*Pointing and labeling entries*
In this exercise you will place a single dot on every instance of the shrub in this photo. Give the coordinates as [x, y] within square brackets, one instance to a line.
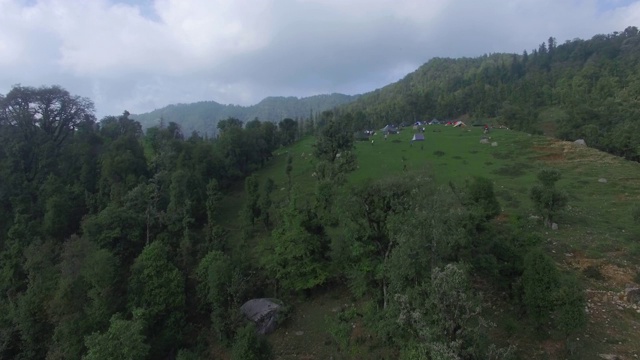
[250, 346]
[593, 272]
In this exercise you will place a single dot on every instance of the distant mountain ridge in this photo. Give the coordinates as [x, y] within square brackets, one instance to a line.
[203, 116]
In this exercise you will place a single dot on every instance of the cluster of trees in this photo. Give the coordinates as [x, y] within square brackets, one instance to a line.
[111, 238]
[113, 244]
[580, 89]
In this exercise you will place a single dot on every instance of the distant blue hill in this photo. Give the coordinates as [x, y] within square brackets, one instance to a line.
[203, 116]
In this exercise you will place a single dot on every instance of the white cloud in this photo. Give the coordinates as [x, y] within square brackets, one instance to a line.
[143, 54]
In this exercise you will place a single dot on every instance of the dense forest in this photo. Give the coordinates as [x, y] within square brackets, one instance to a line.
[203, 116]
[115, 243]
[580, 89]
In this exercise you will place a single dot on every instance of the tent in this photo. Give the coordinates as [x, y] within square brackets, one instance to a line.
[459, 123]
[361, 136]
[389, 129]
[263, 312]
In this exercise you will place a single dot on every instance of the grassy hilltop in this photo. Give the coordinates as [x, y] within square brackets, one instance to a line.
[597, 236]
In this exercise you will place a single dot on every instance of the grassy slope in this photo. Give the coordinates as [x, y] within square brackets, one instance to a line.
[596, 230]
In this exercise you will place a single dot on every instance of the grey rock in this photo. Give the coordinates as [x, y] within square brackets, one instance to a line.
[633, 295]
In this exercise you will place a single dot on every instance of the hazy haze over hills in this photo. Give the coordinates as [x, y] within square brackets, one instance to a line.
[203, 116]
[140, 55]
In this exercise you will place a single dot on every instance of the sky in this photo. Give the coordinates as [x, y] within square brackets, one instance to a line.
[140, 55]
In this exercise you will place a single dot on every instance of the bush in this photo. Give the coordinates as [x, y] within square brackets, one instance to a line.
[593, 272]
[540, 280]
[250, 346]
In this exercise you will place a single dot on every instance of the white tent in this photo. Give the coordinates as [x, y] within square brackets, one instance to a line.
[459, 123]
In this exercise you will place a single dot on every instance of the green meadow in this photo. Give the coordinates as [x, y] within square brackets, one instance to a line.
[596, 231]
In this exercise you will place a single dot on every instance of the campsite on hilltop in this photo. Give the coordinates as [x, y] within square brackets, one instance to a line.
[479, 208]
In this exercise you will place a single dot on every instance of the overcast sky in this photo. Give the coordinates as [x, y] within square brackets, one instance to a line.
[140, 55]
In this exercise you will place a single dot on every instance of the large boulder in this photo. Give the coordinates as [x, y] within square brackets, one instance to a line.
[263, 312]
[632, 294]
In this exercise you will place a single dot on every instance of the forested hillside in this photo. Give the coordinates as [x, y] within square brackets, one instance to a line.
[203, 116]
[118, 242]
[110, 238]
[580, 89]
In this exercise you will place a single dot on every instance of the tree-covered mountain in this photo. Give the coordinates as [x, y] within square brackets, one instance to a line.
[203, 116]
[580, 89]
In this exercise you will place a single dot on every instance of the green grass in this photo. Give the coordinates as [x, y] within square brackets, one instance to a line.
[596, 226]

*Requirement*
Keep the pictures out of the copy and return the rest of the data above exactly.

*Finished exercise*
In this exercise you will place a single dot on every instance of the shrub in this photo. Give the coordinates as [x, y] within square brackets, one instance to a line.
[250, 346]
[593, 272]
In this exercise you will place a single dot on every instance of the distant mountain ridge in this photo. Give the coordinates as [x, y] within square brackets, one instance to a line.
[203, 116]
In this exercise you will place a single dot on every instance of the cluster of trees in this photo. Give the coordinates as [x, y] within square brackets, one instance to a line.
[111, 238]
[113, 244]
[580, 89]
In this exercise you will place a single dot on every instance of the distant blue hill in this photo. Give the coordinates as [x, y] within square brackets, one instance to a line.
[203, 116]
In this exercise you will place a single dot on every instance of the white cloud in this photo. Give the coordinates as [x, y] within square brackets, one instance to a line.
[143, 54]
In this exercise you will place a single dot on every instance of the dense forest in this photo. Give the coordinates as [x, y] within square brackets, one instance to a line.
[203, 116]
[115, 243]
[580, 89]
In this exercise you will place a single dot on every instance of the tent in this photo. Give the coordinates as [x, y] within square brackets, one instance to a line.
[459, 123]
[361, 136]
[389, 129]
[263, 312]
In this exercise you will place a single dot on every instance of the grassy hilltop in this photo. Give the coordinates as [x, y] within square brackets, one instance to a line.
[597, 236]
In this exercise you will place a single dot on every instance of the grassy slope in this photo. Give the coordinates as [x, y] within square brackets, one instance to a line.
[596, 230]
In this exercise you will place a single dot on every instance of the grey rock in this photo. Give the coordinates as [x, y] within square brackets, one instance to a line.
[633, 295]
In this exercise you will place a single dot on every instance of the hazy haze over hills in this photo. Give the coordinates as [x, y] within square brackets, one instance to a line.
[203, 116]
[140, 55]
In this exercise you will place a single dot on every instance of the sky in this photo. Give the coordinates as [x, y] within square brackets, one instance to a line.
[140, 55]
In this exercise you will place a single dot on every instance of the bush in this photo. Give the coordinates as [x, y] within square brackets, one instance to a line.
[593, 272]
[540, 280]
[250, 346]
In this exercise you will place a single dot on every instance of the white tent in this photo. Give the coordinates as [x, y] within square brackets, one instance to a line.
[459, 123]
In this exercise you will place a single dot on every instance of the green meadow in this photo. Give the coordinates as [x, y] within square brackets, one instance to a line.
[596, 231]
In this exercise you will place a single dot on every instance of the campsite on hilltop in this photo. Give the coordinates as [x, y] within square brackets, one instance to a line.
[479, 208]
In this exercise you will place a single dot on every instance of the overcast sky in this photo. Give the coordinates as [x, y] within square brackets, one instance to a line.
[140, 55]
In this exercise you will place a single dot on every instance of the large boulder in this photo. Give the coordinates as [x, y] within square brackets, one instance to a line.
[263, 312]
[632, 294]
In this exercise you will place a single dot on every instance of the forested hillside in this photo. Give the coordinates as [x, y] within square brackets, one instance to a line.
[203, 116]
[118, 242]
[110, 238]
[580, 89]
In this exercise you will place a single dot on every instance of the tree-covered mountain in this photo. Give the coordinates as [x, y] within square brackets, one instance to a line.
[203, 116]
[580, 89]
In this exercise you will place a single dot on every instance of the green grass in this photo. Give the coordinates as [x, y] within square brackets, one instance to a line.
[596, 226]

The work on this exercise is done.